++++ MATERIAL FOR THE TASK
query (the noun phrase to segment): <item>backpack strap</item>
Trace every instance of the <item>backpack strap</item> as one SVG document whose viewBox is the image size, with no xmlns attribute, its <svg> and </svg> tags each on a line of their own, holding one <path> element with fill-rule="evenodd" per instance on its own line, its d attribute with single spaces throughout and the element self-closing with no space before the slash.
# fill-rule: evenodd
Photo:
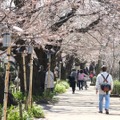
<svg viewBox="0 0 120 120">
<path fill-rule="evenodd" d="M 102 77 L 103 77 L 103 79 L 104 79 L 104 81 L 103 81 L 103 82 L 108 83 L 107 78 L 108 78 L 109 74 L 107 75 L 107 77 L 106 77 L 106 78 L 104 77 L 104 75 L 103 75 L 103 74 L 101 74 L 101 75 L 102 75 Z"/>
</svg>

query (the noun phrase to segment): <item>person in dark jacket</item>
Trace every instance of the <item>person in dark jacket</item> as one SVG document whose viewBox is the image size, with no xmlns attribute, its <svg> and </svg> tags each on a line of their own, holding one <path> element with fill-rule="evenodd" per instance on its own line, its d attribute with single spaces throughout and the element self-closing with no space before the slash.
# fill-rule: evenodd
<svg viewBox="0 0 120 120">
<path fill-rule="evenodd" d="M 75 93 L 75 87 L 76 87 L 76 70 L 73 69 L 70 76 L 68 77 L 69 79 L 69 83 L 70 83 L 70 87 L 72 88 L 72 93 Z"/>
</svg>

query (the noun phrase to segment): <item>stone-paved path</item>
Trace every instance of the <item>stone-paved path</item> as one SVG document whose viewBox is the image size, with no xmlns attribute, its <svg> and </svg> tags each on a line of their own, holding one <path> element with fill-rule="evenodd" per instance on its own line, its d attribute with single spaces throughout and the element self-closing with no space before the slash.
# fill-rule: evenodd
<svg viewBox="0 0 120 120">
<path fill-rule="evenodd" d="M 110 114 L 98 113 L 98 95 L 95 87 L 78 90 L 72 94 L 71 88 L 58 95 L 59 102 L 54 105 L 42 105 L 44 120 L 118 120 L 120 119 L 120 98 L 111 97 Z"/>
</svg>

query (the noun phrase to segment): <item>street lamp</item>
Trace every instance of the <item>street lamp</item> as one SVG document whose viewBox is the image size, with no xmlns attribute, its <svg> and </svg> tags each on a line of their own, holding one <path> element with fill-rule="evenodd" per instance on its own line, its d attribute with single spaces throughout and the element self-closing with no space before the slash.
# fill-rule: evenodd
<svg viewBox="0 0 120 120">
<path fill-rule="evenodd" d="M 3 47 L 7 47 L 7 66 L 5 72 L 5 87 L 4 87 L 4 100 L 3 100 L 3 116 L 2 120 L 7 120 L 7 102 L 8 102 L 8 84 L 10 73 L 10 54 L 11 54 L 11 35 L 10 33 L 4 33 L 3 35 Z"/>
<path fill-rule="evenodd" d="M 119 81 L 120 81 L 120 61 L 119 61 Z"/>
<path fill-rule="evenodd" d="M 50 86 L 50 67 L 51 67 L 51 55 L 54 54 L 54 49 L 46 49 L 47 59 L 48 59 L 48 86 Z M 46 86 L 45 86 L 46 90 Z"/>
<path fill-rule="evenodd" d="M 61 65 L 62 61 L 59 62 L 59 80 L 61 80 Z"/>
<path fill-rule="evenodd" d="M 33 79 L 33 46 L 32 45 L 28 46 L 28 54 L 31 54 L 28 104 L 30 105 L 30 107 L 32 107 L 32 79 Z"/>
</svg>

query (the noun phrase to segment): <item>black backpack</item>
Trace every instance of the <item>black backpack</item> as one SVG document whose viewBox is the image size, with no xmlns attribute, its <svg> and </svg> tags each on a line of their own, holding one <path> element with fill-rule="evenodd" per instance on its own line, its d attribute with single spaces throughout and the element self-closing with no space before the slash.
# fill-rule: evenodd
<svg viewBox="0 0 120 120">
<path fill-rule="evenodd" d="M 107 94 L 107 93 L 111 90 L 111 85 L 108 84 L 108 81 L 107 81 L 107 78 L 108 78 L 109 74 L 107 75 L 106 78 L 103 76 L 103 74 L 101 74 L 101 75 L 102 75 L 102 77 L 103 77 L 103 79 L 104 79 L 103 83 L 101 84 L 101 89 L 102 89 L 104 92 L 106 92 L 106 94 Z"/>
</svg>

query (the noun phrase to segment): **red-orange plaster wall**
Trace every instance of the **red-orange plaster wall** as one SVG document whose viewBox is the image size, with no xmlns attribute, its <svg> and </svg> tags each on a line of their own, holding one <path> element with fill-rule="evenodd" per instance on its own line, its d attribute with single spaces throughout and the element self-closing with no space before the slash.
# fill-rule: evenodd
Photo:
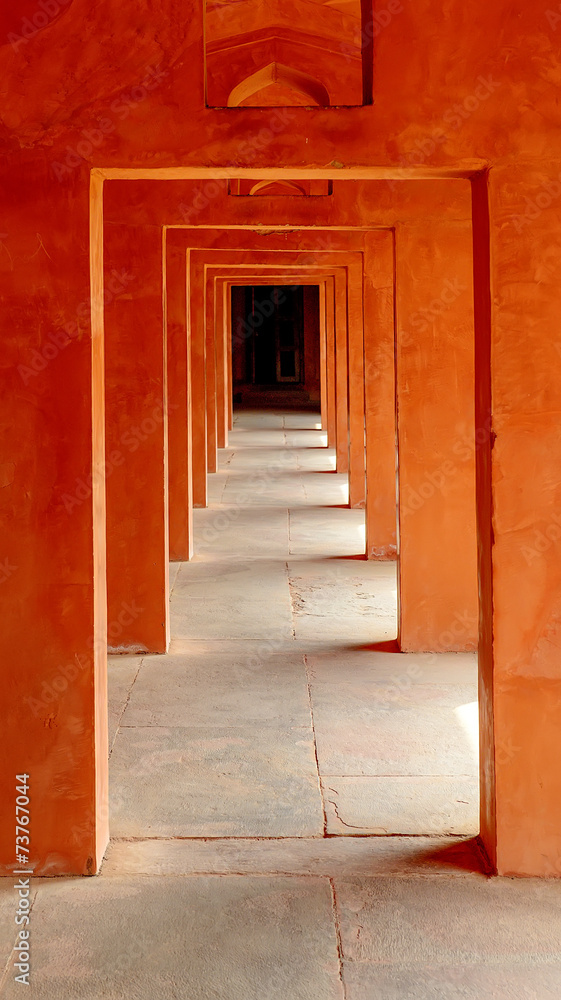
<svg viewBox="0 0 561 1000">
<path fill-rule="evenodd" d="M 105 271 L 108 641 L 118 652 L 160 653 L 169 642 L 160 230 L 107 226 Z M 112 278 L 124 284 L 114 295 Z"/>
<path fill-rule="evenodd" d="M 92 731 L 104 683 L 104 654 L 94 638 L 104 633 L 103 502 L 96 488 L 71 523 L 61 501 L 103 462 L 96 310 L 91 324 L 78 326 L 71 344 L 43 369 L 44 381 L 22 387 L 17 375 L 88 302 L 89 168 L 142 169 L 148 176 L 158 166 L 234 164 L 278 174 L 326 164 L 333 173 L 342 164 L 385 169 L 396 178 L 403 171 L 489 168 L 496 437 L 487 480 L 491 502 L 480 506 L 479 537 L 481 565 L 490 567 L 493 585 L 482 640 L 492 674 L 487 708 L 497 732 L 490 742 L 487 728 L 483 740 L 498 765 L 488 790 L 496 795 L 498 821 L 486 833 L 500 871 L 558 872 L 561 580 L 551 525 L 561 468 L 555 423 L 561 57 L 549 9 L 549 3 L 522 0 L 477 0 L 469 7 L 454 0 L 446 9 L 436 0 L 404 4 L 376 39 L 373 106 L 291 109 L 294 117 L 278 132 L 270 110 L 234 114 L 204 107 L 200 4 L 162 0 L 154 8 L 139 0 L 132 17 L 117 0 L 99 0 L 86 17 L 74 0 L 26 44 L 4 40 L 0 46 L 6 95 L 0 138 L 9 154 L 0 167 L 7 234 L 1 306 L 11 364 L 2 370 L 0 394 L 9 487 L 3 500 L 9 566 L 21 571 L 9 571 L 4 605 L 11 709 L 1 790 L 9 798 L 23 755 L 43 817 L 34 844 L 38 871 L 95 868 L 106 836 L 99 700 L 99 728 Z M 141 100 L 131 97 L 136 87 L 144 88 Z M 346 213 L 364 217 L 367 204 L 356 201 Z M 314 210 L 306 208 L 310 218 Z M 522 220 L 520 229 L 514 217 Z M 96 259 L 97 242 L 94 272 Z M 545 262 L 552 268 L 546 274 Z M 545 546 L 541 561 L 528 563 L 522 547 L 536 548 L 538 541 Z M 488 589 L 489 579 L 484 583 Z M 61 664 L 75 665 L 82 653 L 90 665 L 31 719 L 29 692 L 51 683 Z M 509 735 L 520 749 L 505 746 Z M 6 861 L 12 859 L 9 815 L 1 832 Z"/>
</svg>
++++++++
▶ **WORK TO DO**
Copy all the records above exactly, but leave out the pictures.

▶ **SOLVED PROBLEM**
query (the noun phrase to segment): <item>backpack strap</item>
Trace every instance of the <item>backpack strap</item> as one SVG document whose viewBox is the image size, with no xmlns attribute, its <svg> and </svg> tags each on a line of their own, holding one <path> element with fill-rule="evenodd" per instance on its own line, its d attribute with single spaces throughout and the element self-closing with no space before the slash.
# fill-rule: evenodd
Photo:
<svg viewBox="0 0 120 120">
<path fill-rule="evenodd" d="M 102 77 L 103 77 L 103 79 L 104 79 L 104 81 L 103 81 L 103 82 L 108 83 L 107 78 L 108 78 L 109 74 L 107 75 L 107 77 L 106 77 L 106 78 L 104 77 L 104 75 L 103 75 L 103 74 L 101 74 L 101 75 L 102 75 Z"/>
</svg>

query (the noun phrase to segment): <item>person in dark jacket</item>
Trace every instance of the <item>person in dark jacket</item> as one SVG document whose viewBox is the image size, with no xmlns attribute, its <svg> and </svg> tags each on a line of their own, holding one <path> element with fill-rule="evenodd" per instance on its own line, its d attribute with single spaces throughout and the element self-closing with no space before the slash.
# fill-rule: evenodd
<svg viewBox="0 0 120 120">
<path fill-rule="evenodd" d="M 75 93 L 75 87 L 76 87 L 76 70 L 73 69 L 70 76 L 68 77 L 69 79 L 69 83 L 70 83 L 70 87 L 72 88 L 72 93 Z"/>
</svg>

query (the noun phrase to segment): <item>stone-paved path</item>
Trace every instance of the <item>stone-paved path</item> as one SVG document whose viewBox is the image size, with no xmlns attribute, its <svg> and </svg> tags each on a line of their own, holding one <path> element with fill-rule="evenodd" per instance on its own line, its d attribute with single spaces throughout and the element self-closing with no space before the slash.
# fill-rule: evenodd
<svg viewBox="0 0 120 120">
<path fill-rule="evenodd" d="M 110 114 L 98 113 L 98 95 L 95 87 L 78 90 L 72 94 L 71 88 L 58 95 L 59 102 L 54 105 L 42 105 L 44 120 L 118 120 L 120 119 L 120 98 L 111 97 Z"/>
</svg>

query (the noun phrase to segment): <item>street lamp</item>
Trace every instance of the <item>street lamp</item> as one SVG document whose viewBox is the image size, with no xmlns attribute, its <svg> and </svg> tags each on a line of their own, holding one <path> element with fill-rule="evenodd" per instance on its own line, its d attribute with single spaces throughout and the element self-closing with no space before the slash.
# fill-rule: evenodd
<svg viewBox="0 0 120 120">
<path fill-rule="evenodd" d="M 3 47 L 7 47 L 7 66 L 5 72 L 5 87 L 4 87 L 4 100 L 3 100 L 3 116 L 2 120 L 7 120 L 7 102 L 8 102 L 8 84 L 10 73 L 10 54 L 11 54 L 11 35 L 10 33 L 4 33 L 3 35 Z"/>
<path fill-rule="evenodd" d="M 119 81 L 120 81 L 120 61 L 119 61 Z"/>
<path fill-rule="evenodd" d="M 50 86 L 50 67 L 51 67 L 51 55 L 54 54 L 54 49 L 46 49 L 47 59 L 48 59 L 48 86 Z M 46 86 L 45 86 L 46 90 Z"/>
<path fill-rule="evenodd" d="M 61 65 L 62 61 L 59 62 L 59 80 L 61 80 Z"/>
<path fill-rule="evenodd" d="M 33 79 L 33 46 L 32 45 L 28 46 L 28 54 L 31 54 L 28 104 L 30 105 L 30 107 L 32 107 L 32 79 Z"/>
</svg>

query (the noun phrase to segment): <item>black backpack</item>
Trace every instance of the <item>black backpack</item> as one SVG document whose viewBox is the image size, with no xmlns attribute, its <svg> and </svg> tags each on a line of their own, holding one <path> element with fill-rule="evenodd" per instance on its own line, its d attribute with single spaces throughout and the element self-closing with no space before the slash.
# fill-rule: evenodd
<svg viewBox="0 0 120 120">
<path fill-rule="evenodd" d="M 107 94 L 107 93 L 111 90 L 111 85 L 108 84 L 108 81 L 107 81 L 107 78 L 108 78 L 109 74 L 107 75 L 106 78 L 103 76 L 103 74 L 101 74 L 101 75 L 102 75 L 102 77 L 103 77 L 103 79 L 104 79 L 103 83 L 101 84 L 101 89 L 102 89 L 104 92 L 106 92 L 106 94 Z"/>
</svg>

query (the noun phrase to segment): **red-orange plaster wall**
Trace every instance of the **red-orange plaster wall** as one SVG document whose viewBox is the image size, with no xmlns attribute, its <svg> and </svg> tags each on a line of their own, holding one <path> element with fill-rule="evenodd" per instance on its own line, its d attribute with single spaces throughout and the element self-closing with no space before the slash.
# fill-rule: evenodd
Photo:
<svg viewBox="0 0 561 1000">
<path fill-rule="evenodd" d="M 105 271 L 108 641 L 118 652 L 160 653 L 169 642 L 160 230 L 107 226 Z M 112 278 L 124 284 L 114 295 Z"/>
<path fill-rule="evenodd" d="M 92 731 L 104 683 L 104 654 L 94 638 L 104 633 L 103 502 L 96 488 L 71 523 L 61 501 L 103 462 L 96 310 L 91 324 L 78 326 L 71 344 L 43 369 L 44 381 L 22 387 L 17 375 L 88 302 L 89 168 L 142 169 L 148 176 L 158 166 L 234 164 L 278 174 L 326 164 L 333 173 L 342 164 L 385 169 L 396 178 L 403 171 L 489 168 L 496 437 L 487 480 L 491 502 L 480 506 L 479 537 L 481 565 L 490 567 L 493 585 L 482 640 L 492 674 L 487 708 L 497 732 L 490 742 L 487 728 L 483 740 L 498 765 L 488 790 L 496 795 L 498 821 L 486 833 L 500 871 L 558 872 L 561 580 L 551 525 L 561 468 L 555 423 L 561 57 L 549 9 L 549 3 L 522 0 L 477 0 L 469 7 L 454 0 L 446 9 L 436 0 L 404 4 L 376 39 L 373 106 L 291 109 L 294 117 L 278 132 L 270 110 L 234 114 L 204 107 L 200 4 L 162 0 L 154 8 L 139 0 L 132 17 L 117 0 L 99 0 L 86 17 L 74 0 L 26 44 L 4 40 L 0 46 L 6 95 L 0 138 L 9 154 L 0 167 L 7 234 L 1 306 L 11 364 L 2 370 L 0 394 L 9 487 L 3 500 L 9 566 L 21 571 L 9 571 L 4 605 L 11 709 L 1 790 L 9 798 L 23 755 L 43 817 L 34 844 L 38 871 L 95 868 L 106 836 L 99 700 L 99 728 Z M 141 100 L 131 97 L 136 87 L 144 88 Z M 346 213 L 364 217 L 367 204 L 356 201 Z M 314 210 L 306 208 L 310 218 Z M 522 220 L 520 229 L 514 217 Z M 96 259 L 97 242 L 94 272 Z M 545 262 L 552 268 L 546 274 Z M 545 546 L 541 561 L 528 563 L 522 547 L 536 548 L 538 541 Z M 488 589 L 489 579 L 484 583 Z M 61 664 L 75 665 L 82 653 L 90 665 L 31 719 L 29 692 L 51 683 Z M 509 735 L 520 749 L 505 746 Z M 6 861 L 12 859 L 9 815 L 1 832 Z"/>
</svg>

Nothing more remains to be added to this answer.